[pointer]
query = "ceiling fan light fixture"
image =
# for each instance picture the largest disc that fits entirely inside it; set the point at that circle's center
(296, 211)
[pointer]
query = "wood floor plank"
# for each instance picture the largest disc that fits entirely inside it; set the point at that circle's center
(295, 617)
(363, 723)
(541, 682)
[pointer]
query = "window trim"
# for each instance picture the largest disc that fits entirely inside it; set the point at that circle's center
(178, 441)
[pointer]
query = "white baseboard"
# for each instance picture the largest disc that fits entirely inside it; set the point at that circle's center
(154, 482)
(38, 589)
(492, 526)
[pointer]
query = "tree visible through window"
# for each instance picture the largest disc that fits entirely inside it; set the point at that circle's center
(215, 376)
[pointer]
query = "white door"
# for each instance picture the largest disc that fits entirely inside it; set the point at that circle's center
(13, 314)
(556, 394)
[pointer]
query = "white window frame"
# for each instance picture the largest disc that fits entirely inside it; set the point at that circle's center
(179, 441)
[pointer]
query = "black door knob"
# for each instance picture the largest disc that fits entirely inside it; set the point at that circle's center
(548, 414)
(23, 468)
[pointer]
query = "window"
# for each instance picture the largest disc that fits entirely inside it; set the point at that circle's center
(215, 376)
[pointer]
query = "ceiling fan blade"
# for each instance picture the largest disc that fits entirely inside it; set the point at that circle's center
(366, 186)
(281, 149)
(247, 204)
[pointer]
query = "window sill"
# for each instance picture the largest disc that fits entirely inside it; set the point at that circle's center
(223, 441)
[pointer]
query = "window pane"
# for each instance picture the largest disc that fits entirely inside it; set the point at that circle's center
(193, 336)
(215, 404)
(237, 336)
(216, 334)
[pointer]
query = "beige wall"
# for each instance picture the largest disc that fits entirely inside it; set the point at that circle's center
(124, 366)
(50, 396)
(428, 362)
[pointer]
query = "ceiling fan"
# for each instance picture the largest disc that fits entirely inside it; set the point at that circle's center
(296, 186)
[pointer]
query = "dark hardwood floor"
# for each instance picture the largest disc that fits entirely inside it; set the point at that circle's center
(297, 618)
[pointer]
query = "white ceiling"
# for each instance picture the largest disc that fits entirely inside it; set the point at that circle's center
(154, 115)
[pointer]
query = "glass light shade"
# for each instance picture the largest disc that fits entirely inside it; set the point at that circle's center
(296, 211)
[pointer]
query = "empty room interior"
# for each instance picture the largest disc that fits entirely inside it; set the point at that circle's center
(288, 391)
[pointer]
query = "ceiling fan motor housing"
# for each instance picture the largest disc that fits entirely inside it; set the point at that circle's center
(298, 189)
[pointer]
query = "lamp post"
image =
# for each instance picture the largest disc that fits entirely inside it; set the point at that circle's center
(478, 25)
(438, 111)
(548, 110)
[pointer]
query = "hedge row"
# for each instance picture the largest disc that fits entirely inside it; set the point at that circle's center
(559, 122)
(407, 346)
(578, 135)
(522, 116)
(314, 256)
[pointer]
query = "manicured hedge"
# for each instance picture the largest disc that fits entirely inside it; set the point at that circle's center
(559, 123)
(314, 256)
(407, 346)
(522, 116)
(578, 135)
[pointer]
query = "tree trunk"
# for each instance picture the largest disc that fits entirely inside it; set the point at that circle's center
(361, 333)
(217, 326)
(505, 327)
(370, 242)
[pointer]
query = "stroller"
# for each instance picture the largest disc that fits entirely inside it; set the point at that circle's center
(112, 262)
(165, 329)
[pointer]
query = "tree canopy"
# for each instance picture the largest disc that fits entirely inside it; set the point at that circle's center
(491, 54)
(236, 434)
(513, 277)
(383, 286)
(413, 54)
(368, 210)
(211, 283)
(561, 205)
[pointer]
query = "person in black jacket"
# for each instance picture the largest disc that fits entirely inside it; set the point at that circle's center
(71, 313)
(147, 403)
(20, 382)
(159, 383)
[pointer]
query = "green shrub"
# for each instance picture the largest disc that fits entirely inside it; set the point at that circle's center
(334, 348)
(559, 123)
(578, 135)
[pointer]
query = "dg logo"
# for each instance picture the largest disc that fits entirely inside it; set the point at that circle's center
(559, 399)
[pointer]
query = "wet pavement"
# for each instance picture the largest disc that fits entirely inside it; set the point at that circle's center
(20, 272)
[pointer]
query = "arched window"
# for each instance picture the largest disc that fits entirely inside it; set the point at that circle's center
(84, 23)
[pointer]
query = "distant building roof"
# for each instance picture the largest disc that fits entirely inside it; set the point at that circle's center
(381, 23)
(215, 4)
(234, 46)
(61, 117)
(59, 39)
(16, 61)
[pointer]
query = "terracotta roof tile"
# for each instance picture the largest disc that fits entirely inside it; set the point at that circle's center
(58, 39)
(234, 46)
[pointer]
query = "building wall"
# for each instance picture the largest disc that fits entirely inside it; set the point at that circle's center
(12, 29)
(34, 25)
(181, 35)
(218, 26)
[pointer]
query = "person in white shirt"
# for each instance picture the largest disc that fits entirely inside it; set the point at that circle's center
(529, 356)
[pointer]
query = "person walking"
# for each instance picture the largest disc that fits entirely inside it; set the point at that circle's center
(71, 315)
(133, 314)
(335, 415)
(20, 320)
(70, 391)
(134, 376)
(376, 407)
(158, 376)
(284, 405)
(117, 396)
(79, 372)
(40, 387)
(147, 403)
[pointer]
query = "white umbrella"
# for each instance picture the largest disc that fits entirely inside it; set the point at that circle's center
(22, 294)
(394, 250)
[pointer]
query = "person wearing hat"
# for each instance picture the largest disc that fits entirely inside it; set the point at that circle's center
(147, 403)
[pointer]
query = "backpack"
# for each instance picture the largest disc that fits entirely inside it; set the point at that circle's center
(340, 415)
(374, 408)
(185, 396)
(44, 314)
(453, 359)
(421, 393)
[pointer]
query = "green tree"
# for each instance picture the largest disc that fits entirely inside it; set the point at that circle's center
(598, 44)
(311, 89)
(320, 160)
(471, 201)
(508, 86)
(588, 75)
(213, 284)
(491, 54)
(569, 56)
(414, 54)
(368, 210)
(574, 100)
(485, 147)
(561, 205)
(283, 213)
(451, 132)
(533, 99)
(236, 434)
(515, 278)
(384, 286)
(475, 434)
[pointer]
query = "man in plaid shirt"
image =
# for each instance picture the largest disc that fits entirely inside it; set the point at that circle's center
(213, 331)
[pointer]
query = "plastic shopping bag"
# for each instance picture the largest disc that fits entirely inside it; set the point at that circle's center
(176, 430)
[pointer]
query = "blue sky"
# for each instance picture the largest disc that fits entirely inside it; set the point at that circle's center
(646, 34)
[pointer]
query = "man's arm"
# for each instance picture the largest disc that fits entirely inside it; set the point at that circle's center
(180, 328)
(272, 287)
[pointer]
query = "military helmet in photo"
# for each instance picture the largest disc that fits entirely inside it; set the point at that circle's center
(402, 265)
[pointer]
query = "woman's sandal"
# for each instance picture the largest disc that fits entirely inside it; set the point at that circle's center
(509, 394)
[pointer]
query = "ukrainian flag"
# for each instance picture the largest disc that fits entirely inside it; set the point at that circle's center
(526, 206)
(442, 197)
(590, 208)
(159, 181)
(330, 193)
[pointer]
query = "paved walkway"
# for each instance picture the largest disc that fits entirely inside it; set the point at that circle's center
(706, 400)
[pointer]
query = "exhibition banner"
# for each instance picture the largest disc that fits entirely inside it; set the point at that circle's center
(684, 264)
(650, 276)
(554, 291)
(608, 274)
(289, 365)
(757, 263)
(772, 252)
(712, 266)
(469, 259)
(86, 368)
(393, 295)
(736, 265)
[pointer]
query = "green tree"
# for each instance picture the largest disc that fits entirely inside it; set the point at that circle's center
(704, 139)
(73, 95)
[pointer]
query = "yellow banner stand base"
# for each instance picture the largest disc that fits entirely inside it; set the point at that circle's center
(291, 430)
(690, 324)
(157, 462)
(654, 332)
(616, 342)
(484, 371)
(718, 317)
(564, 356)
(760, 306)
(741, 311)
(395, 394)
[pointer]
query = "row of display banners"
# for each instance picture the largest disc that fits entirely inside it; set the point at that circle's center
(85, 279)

-*-*-

**WORK REQUIRED:** For each line above that contains the word "roof", give the line as it is written.

**REPLY TO THE EXERCISE:**
query = "distant building roof"
query = "terracotta roof tile"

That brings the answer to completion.